● TASK OBJECTIVE: Pull out every line in the records below that contains the string "player", copying each one in full. Case counts.

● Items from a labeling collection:
►

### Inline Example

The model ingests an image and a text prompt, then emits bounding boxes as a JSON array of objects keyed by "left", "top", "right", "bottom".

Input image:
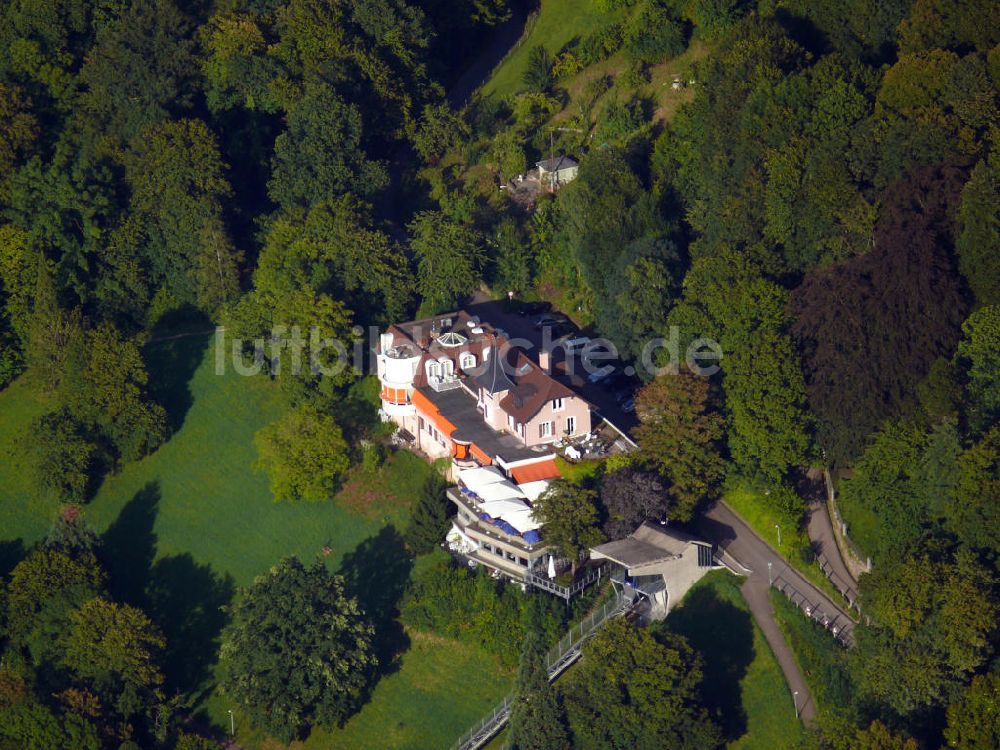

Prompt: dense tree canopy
[
  {"left": 563, "top": 618, "right": 719, "bottom": 750},
  {"left": 222, "top": 558, "right": 377, "bottom": 741},
  {"left": 635, "top": 372, "right": 723, "bottom": 521}
]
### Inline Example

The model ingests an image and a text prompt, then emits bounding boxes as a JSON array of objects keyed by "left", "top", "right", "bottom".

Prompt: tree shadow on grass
[
  {"left": 144, "top": 308, "right": 213, "bottom": 433},
  {"left": 102, "top": 482, "right": 160, "bottom": 607},
  {"left": 339, "top": 524, "right": 413, "bottom": 692},
  {"left": 145, "top": 553, "right": 236, "bottom": 703},
  {"left": 0, "top": 539, "right": 28, "bottom": 582},
  {"left": 664, "top": 588, "right": 754, "bottom": 740}
]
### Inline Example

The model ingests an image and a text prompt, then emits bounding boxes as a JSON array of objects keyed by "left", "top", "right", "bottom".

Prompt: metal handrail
[
  {"left": 771, "top": 575, "right": 855, "bottom": 648},
  {"left": 452, "top": 596, "right": 632, "bottom": 750}
]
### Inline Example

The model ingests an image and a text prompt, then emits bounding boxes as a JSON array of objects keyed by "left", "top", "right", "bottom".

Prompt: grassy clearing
[
  {"left": 0, "top": 336, "right": 512, "bottom": 748},
  {"left": 771, "top": 589, "right": 853, "bottom": 711},
  {"left": 837, "top": 494, "right": 882, "bottom": 557},
  {"left": 657, "top": 571, "right": 805, "bottom": 750},
  {"left": 722, "top": 482, "right": 844, "bottom": 603},
  {"left": 212, "top": 631, "right": 513, "bottom": 750},
  {"left": 0, "top": 378, "right": 55, "bottom": 554},
  {"left": 481, "top": 0, "right": 620, "bottom": 97}
]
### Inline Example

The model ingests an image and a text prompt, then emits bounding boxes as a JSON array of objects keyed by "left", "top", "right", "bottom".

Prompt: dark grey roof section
[
  {"left": 591, "top": 537, "right": 677, "bottom": 568},
  {"left": 475, "top": 347, "right": 514, "bottom": 394},
  {"left": 420, "top": 388, "right": 553, "bottom": 462}
]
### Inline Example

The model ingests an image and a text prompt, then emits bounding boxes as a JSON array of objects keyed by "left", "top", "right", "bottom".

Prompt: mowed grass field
[
  {"left": 661, "top": 570, "right": 805, "bottom": 750},
  {"left": 0, "top": 335, "right": 513, "bottom": 749},
  {"left": 480, "top": 0, "right": 622, "bottom": 97}
]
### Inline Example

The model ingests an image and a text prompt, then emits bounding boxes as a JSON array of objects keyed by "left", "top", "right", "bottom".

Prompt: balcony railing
[
  {"left": 427, "top": 375, "right": 462, "bottom": 393},
  {"left": 524, "top": 565, "right": 606, "bottom": 601}
]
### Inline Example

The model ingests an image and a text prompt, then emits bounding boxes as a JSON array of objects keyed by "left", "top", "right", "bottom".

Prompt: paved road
[
  {"left": 806, "top": 500, "right": 858, "bottom": 603},
  {"left": 695, "top": 501, "right": 854, "bottom": 723}
]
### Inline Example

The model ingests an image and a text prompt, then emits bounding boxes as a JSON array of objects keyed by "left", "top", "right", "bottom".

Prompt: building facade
[{"left": 375, "top": 310, "right": 592, "bottom": 585}]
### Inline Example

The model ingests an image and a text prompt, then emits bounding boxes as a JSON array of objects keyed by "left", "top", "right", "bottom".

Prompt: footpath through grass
[
  {"left": 656, "top": 570, "right": 806, "bottom": 750},
  {"left": 0, "top": 336, "right": 512, "bottom": 749},
  {"left": 771, "top": 589, "right": 853, "bottom": 712},
  {"left": 722, "top": 482, "right": 847, "bottom": 609}
]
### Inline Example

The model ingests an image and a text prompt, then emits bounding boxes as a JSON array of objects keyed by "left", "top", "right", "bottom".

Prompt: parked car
[{"left": 587, "top": 365, "right": 615, "bottom": 383}]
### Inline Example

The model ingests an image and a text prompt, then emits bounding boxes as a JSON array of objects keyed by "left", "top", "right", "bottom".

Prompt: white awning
[
  {"left": 500, "top": 508, "right": 541, "bottom": 534},
  {"left": 473, "top": 481, "right": 524, "bottom": 503},
  {"left": 458, "top": 466, "right": 507, "bottom": 494},
  {"left": 517, "top": 479, "right": 552, "bottom": 502},
  {"left": 479, "top": 498, "right": 528, "bottom": 518}
]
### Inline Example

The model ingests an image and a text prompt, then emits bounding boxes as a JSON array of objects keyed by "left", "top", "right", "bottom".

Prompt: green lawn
[
  {"left": 722, "top": 482, "right": 844, "bottom": 603},
  {"left": 481, "top": 0, "right": 622, "bottom": 97},
  {"left": 212, "top": 631, "right": 513, "bottom": 750},
  {"left": 771, "top": 589, "right": 854, "bottom": 711},
  {"left": 657, "top": 571, "right": 805, "bottom": 750},
  {"left": 0, "top": 378, "right": 55, "bottom": 556},
  {"left": 0, "top": 336, "right": 511, "bottom": 748}
]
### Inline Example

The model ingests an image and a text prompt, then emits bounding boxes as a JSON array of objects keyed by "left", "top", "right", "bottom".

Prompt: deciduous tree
[
  {"left": 635, "top": 371, "right": 723, "bottom": 521},
  {"left": 957, "top": 305, "right": 1000, "bottom": 434},
  {"left": 507, "top": 625, "right": 570, "bottom": 750},
  {"left": 601, "top": 467, "right": 673, "bottom": 539},
  {"left": 254, "top": 406, "right": 350, "bottom": 501},
  {"left": 564, "top": 617, "right": 721, "bottom": 750},
  {"left": 534, "top": 479, "right": 601, "bottom": 575},
  {"left": 221, "top": 558, "right": 377, "bottom": 742},
  {"left": 407, "top": 211, "right": 486, "bottom": 313}
]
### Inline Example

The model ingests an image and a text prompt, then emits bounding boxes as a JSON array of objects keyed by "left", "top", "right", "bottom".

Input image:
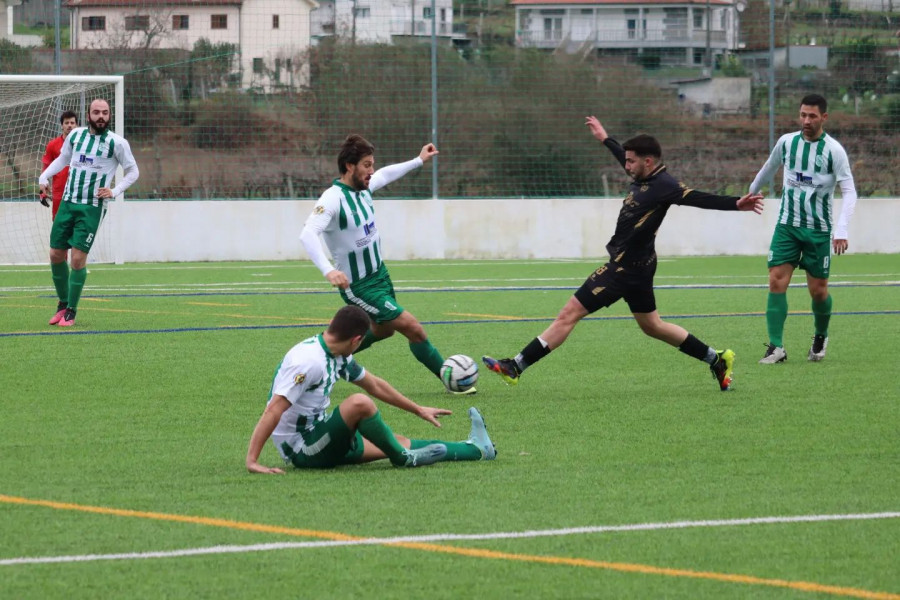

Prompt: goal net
[{"left": 0, "top": 75, "right": 124, "bottom": 265}]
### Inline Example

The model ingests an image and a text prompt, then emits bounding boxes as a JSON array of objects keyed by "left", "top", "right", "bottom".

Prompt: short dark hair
[
  {"left": 800, "top": 94, "right": 828, "bottom": 115},
  {"left": 327, "top": 304, "right": 372, "bottom": 342},
  {"left": 338, "top": 133, "right": 375, "bottom": 175},
  {"left": 622, "top": 133, "right": 662, "bottom": 160}
]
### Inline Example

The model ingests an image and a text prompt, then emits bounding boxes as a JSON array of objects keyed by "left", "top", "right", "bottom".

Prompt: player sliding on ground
[
  {"left": 246, "top": 306, "right": 497, "bottom": 473},
  {"left": 300, "top": 135, "right": 475, "bottom": 394},
  {"left": 482, "top": 117, "right": 763, "bottom": 392}
]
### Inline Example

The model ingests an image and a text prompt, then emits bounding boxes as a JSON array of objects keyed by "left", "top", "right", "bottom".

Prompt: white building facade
[
  {"left": 312, "top": 0, "right": 464, "bottom": 44},
  {"left": 512, "top": 0, "right": 743, "bottom": 66},
  {"left": 66, "top": 0, "right": 317, "bottom": 89}
]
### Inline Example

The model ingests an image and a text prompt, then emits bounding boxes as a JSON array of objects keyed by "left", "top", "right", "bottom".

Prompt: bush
[{"left": 191, "top": 92, "right": 260, "bottom": 150}]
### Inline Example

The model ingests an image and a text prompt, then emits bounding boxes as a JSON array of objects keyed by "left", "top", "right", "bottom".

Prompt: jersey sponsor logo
[
  {"left": 356, "top": 221, "right": 378, "bottom": 248},
  {"left": 790, "top": 171, "right": 816, "bottom": 187}
]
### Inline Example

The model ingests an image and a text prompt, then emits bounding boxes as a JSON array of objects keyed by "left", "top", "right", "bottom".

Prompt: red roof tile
[
  {"left": 63, "top": 0, "right": 244, "bottom": 8},
  {"left": 510, "top": 0, "right": 734, "bottom": 6}
]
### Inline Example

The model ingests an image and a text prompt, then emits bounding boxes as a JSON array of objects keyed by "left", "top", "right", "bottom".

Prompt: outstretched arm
[
  {"left": 750, "top": 140, "right": 782, "bottom": 194},
  {"left": 369, "top": 144, "right": 438, "bottom": 192},
  {"left": 353, "top": 371, "right": 453, "bottom": 427},
  {"left": 584, "top": 116, "right": 625, "bottom": 168},
  {"left": 245, "top": 394, "right": 291, "bottom": 473},
  {"left": 675, "top": 189, "right": 763, "bottom": 214}
]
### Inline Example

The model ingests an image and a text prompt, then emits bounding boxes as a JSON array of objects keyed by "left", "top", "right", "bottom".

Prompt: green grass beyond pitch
[{"left": 0, "top": 255, "right": 900, "bottom": 600}]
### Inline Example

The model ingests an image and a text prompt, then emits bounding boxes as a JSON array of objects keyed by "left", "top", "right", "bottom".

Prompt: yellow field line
[
  {"left": 4, "top": 298, "right": 328, "bottom": 325},
  {"left": 0, "top": 494, "right": 900, "bottom": 600},
  {"left": 444, "top": 313, "right": 532, "bottom": 321}
]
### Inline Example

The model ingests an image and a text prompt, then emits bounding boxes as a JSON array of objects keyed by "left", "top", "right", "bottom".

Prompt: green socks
[
  {"left": 69, "top": 267, "right": 87, "bottom": 309},
  {"left": 812, "top": 294, "right": 831, "bottom": 337},
  {"left": 766, "top": 292, "right": 787, "bottom": 348},
  {"left": 50, "top": 261, "right": 69, "bottom": 304},
  {"left": 409, "top": 440, "right": 481, "bottom": 460},
  {"left": 356, "top": 412, "right": 406, "bottom": 467},
  {"left": 409, "top": 340, "right": 444, "bottom": 377}
]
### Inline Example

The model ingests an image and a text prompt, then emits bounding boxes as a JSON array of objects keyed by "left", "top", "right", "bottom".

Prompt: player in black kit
[{"left": 482, "top": 117, "right": 763, "bottom": 392}]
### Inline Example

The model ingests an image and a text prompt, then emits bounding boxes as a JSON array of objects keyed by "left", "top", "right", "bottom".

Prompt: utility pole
[
  {"left": 784, "top": 0, "right": 791, "bottom": 81},
  {"left": 706, "top": 0, "right": 712, "bottom": 70}
]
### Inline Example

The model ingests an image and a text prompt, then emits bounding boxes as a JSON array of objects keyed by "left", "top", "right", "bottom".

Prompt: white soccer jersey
[
  {"left": 269, "top": 334, "right": 366, "bottom": 460},
  {"left": 301, "top": 158, "right": 422, "bottom": 283},
  {"left": 39, "top": 127, "right": 138, "bottom": 206},
  {"left": 750, "top": 131, "right": 855, "bottom": 236},
  {"left": 307, "top": 179, "right": 381, "bottom": 283}
]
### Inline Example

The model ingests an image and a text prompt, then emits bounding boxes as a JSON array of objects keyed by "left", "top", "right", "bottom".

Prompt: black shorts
[{"left": 575, "top": 261, "right": 656, "bottom": 313}]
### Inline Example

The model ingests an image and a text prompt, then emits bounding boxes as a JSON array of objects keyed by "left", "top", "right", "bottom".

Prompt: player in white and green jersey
[
  {"left": 300, "top": 135, "right": 464, "bottom": 393},
  {"left": 38, "top": 99, "right": 140, "bottom": 327},
  {"left": 750, "top": 94, "right": 856, "bottom": 364},
  {"left": 246, "top": 305, "right": 496, "bottom": 473}
]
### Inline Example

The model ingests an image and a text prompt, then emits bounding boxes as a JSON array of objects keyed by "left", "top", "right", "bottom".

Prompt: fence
[{"left": 0, "top": 0, "right": 900, "bottom": 200}]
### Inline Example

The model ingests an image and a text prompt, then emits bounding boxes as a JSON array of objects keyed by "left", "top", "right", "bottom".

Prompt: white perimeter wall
[{"left": 112, "top": 198, "right": 900, "bottom": 263}]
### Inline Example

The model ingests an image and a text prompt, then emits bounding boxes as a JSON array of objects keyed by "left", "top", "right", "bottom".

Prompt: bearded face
[{"left": 88, "top": 115, "right": 109, "bottom": 135}]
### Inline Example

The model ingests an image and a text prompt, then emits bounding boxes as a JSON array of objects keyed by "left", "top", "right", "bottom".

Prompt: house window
[
  {"left": 125, "top": 15, "right": 150, "bottom": 31},
  {"left": 81, "top": 17, "right": 106, "bottom": 31},
  {"left": 544, "top": 17, "right": 562, "bottom": 42}
]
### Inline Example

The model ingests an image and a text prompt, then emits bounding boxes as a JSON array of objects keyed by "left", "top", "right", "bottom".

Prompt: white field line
[
  {"left": 0, "top": 274, "right": 900, "bottom": 294},
  {"left": 0, "top": 512, "right": 900, "bottom": 566}
]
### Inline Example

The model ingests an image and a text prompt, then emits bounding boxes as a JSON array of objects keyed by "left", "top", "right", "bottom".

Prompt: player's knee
[{"left": 343, "top": 394, "right": 378, "bottom": 419}]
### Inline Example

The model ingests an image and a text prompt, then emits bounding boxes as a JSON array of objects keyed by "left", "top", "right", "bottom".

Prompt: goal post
[{"left": 0, "top": 75, "right": 125, "bottom": 265}]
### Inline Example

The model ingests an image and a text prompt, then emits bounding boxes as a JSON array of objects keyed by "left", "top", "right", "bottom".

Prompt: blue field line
[
  {"left": 10, "top": 282, "right": 900, "bottom": 299},
  {"left": 0, "top": 310, "right": 900, "bottom": 338}
]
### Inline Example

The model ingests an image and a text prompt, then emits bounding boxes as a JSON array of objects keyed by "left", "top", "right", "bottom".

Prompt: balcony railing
[
  {"left": 391, "top": 19, "right": 453, "bottom": 36},
  {"left": 518, "top": 27, "right": 727, "bottom": 49}
]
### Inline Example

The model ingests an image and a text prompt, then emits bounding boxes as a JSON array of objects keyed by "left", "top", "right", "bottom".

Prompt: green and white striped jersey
[
  {"left": 269, "top": 334, "right": 366, "bottom": 459},
  {"left": 750, "top": 131, "right": 855, "bottom": 233},
  {"left": 39, "top": 127, "right": 139, "bottom": 206},
  {"left": 307, "top": 179, "right": 381, "bottom": 283},
  {"left": 300, "top": 157, "right": 422, "bottom": 283}
]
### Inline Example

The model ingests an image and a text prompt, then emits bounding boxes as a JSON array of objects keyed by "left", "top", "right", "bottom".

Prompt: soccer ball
[{"left": 441, "top": 354, "right": 478, "bottom": 392}]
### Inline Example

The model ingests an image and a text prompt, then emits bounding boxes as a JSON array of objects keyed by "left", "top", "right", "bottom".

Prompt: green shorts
[
  {"left": 50, "top": 202, "right": 106, "bottom": 254},
  {"left": 339, "top": 263, "right": 403, "bottom": 323},
  {"left": 769, "top": 223, "right": 831, "bottom": 279},
  {"left": 281, "top": 409, "right": 364, "bottom": 469}
]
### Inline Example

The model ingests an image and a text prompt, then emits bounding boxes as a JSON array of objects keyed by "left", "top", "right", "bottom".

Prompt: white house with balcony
[
  {"left": 65, "top": 0, "right": 318, "bottom": 89},
  {"left": 311, "top": 0, "right": 465, "bottom": 44},
  {"left": 511, "top": 0, "right": 744, "bottom": 67}
]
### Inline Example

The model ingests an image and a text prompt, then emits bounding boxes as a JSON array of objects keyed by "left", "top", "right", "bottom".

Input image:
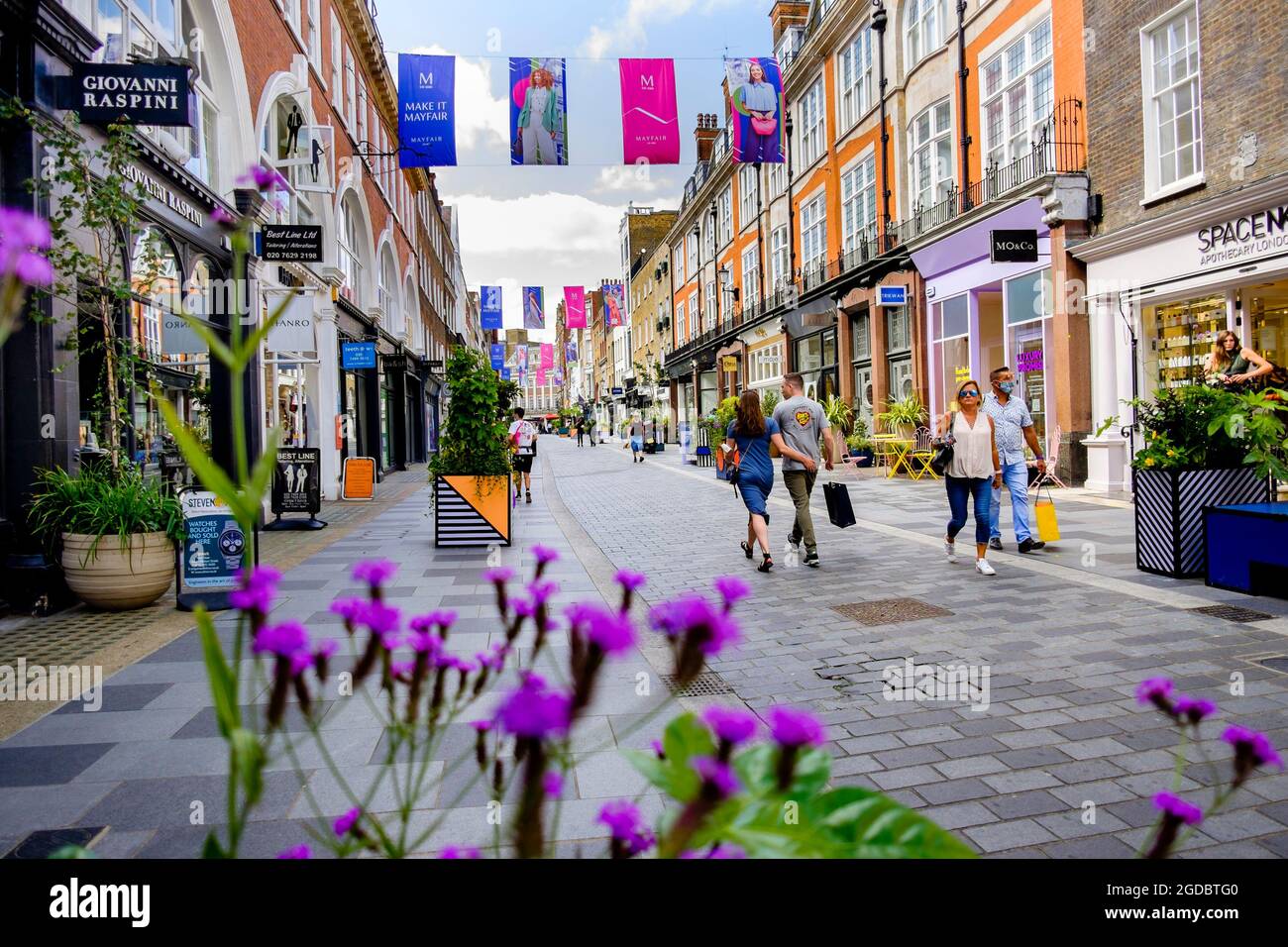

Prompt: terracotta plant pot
[{"left": 61, "top": 532, "right": 174, "bottom": 612}]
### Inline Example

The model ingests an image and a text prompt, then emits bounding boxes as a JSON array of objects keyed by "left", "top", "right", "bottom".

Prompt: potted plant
[
  {"left": 1132, "top": 385, "right": 1284, "bottom": 579},
  {"left": 429, "top": 346, "right": 510, "bottom": 546},
  {"left": 27, "top": 463, "right": 183, "bottom": 611},
  {"left": 877, "top": 394, "right": 928, "bottom": 441}
]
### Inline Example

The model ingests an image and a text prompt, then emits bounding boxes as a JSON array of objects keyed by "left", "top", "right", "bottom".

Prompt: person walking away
[
  {"left": 510, "top": 407, "right": 537, "bottom": 502},
  {"left": 631, "top": 415, "right": 644, "bottom": 464},
  {"left": 939, "top": 380, "right": 1002, "bottom": 576},
  {"left": 720, "top": 390, "right": 818, "bottom": 573},
  {"left": 774, "top": 371, "right": 836, "bottom": 569},
  {"left": 984, "top": 365, "right": 1046, "bottom": 553}
]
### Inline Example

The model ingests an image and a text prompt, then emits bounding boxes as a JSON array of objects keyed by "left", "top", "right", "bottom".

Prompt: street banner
[
  {"left": 265, "top": 292, "right": 318, "bottom": 352},
  {"left": 480, "top": 286, "right": 503, "bottom": 329},
  {"left": 725, "top": 55, "right": 783, "bottom": 164},
  {"left": 604, "top": 282, "right": 626, "bottom": 329},
  {"left": 564, "top": 286, "right": 587, "bottom": 329},
  {"left": 618, "top": 59, "right": 680, "bottom": 164},
  {"left": 523, "top": 286, "right": 546, "bottom": 329},
  {"left": 510, "top": 56, "right": 568, "bottom": 164},
  {"left": 398, "top": 53, "right": 456, "bottom": 167}
]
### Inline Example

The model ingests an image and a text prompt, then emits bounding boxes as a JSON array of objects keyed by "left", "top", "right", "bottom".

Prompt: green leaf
[{"left": 196, "top": 605, "right": 241, "bottom": 740}]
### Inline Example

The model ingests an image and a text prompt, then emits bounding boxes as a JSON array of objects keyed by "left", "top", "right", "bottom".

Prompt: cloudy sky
[{"left": 377, "top": 0, "right": 773, "bottom": 340}]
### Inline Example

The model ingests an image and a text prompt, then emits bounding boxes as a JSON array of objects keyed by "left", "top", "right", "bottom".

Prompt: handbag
[
  {"left": 930, "top": 411, "right": 957, "bottom": 476},
  {"left": 823, "top": 480, "right": 857, "bottom": 530}
]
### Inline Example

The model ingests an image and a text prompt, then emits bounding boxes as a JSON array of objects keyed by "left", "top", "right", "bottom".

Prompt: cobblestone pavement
[
  {"left": 0, "top": 438, "right": 1288, "bottom": 857},
  {"left": 548, "top": 445, "right": 1288, "bottom": 858}
]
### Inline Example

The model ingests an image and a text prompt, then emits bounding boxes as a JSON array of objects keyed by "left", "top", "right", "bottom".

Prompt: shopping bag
[
  {"left": 1033, "top": 489, "right": 1060, "bottom": 543},
  {"left": 823, "top": 481, "right": 854, "bottom": 530}
]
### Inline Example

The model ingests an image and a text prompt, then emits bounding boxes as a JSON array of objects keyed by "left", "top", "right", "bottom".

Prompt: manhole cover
[
  {"left": 832, "top": 598, "right": 952, "bottom": 625},
  {"left": 661, "top": 672, "right": 734, "bottom": 697},
  {"left": 1186, "top": 605, "right": 1275, "bottom": 622}
]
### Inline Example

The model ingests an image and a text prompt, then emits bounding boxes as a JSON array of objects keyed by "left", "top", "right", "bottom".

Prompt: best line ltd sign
[{"left": 59, "top": 61, "right": 190, "bottom": 126}]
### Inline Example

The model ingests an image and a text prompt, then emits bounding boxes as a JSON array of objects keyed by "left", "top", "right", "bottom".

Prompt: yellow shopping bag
[{"left": 1033, "top": 489, "right": 1060, "bottom": 543}]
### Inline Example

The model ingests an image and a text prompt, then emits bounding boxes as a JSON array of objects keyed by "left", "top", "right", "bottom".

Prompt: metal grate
[
  {"left": 832, "top": 598, "right": 952, "bottom": 625},
  {"left": 1185, "top": 605, "right": 1275, "bottom": 622},
  {"left": 660, "top": 672, "right": 735, "bottom": 697}
]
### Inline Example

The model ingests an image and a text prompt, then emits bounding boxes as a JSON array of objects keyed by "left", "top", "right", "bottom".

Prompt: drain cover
[
  {"left": 660, "top": 672, "right": 734, "bottom": 697},
  {"left": 832, "top": 598, "right": 952, "bottom": 625},
  {"left": 1186, "top": 605, "right": 1275, "bottom": 622}
]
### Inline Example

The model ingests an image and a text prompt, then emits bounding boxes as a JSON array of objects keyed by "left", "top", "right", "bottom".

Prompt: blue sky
[{"left": 377, "top": 0, "right": 773, "bottom": 326}]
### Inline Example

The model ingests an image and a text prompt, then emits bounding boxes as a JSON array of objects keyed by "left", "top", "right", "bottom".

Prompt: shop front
[{"left": 1070, "top": 174, "right": 1288, "bottom": 489}]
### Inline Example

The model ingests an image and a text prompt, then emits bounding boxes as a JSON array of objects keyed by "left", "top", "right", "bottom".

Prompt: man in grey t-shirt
[{"left": 774, "top": 372, "right": 834, "bottom": 569}]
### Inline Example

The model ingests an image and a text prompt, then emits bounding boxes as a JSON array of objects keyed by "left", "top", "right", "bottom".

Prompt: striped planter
[
  {"left": 434, "top": 474, "right": 511, "bottom": 546},
  {"left": 1134, "top": 467, "right": 1270, "bottom": 579}
]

◄

● RESULT OF THE TASK:
Prompt: player sliding on ground
Prompt: player in black kit
Prompt: player in white and green jersey
Prompt: player's knee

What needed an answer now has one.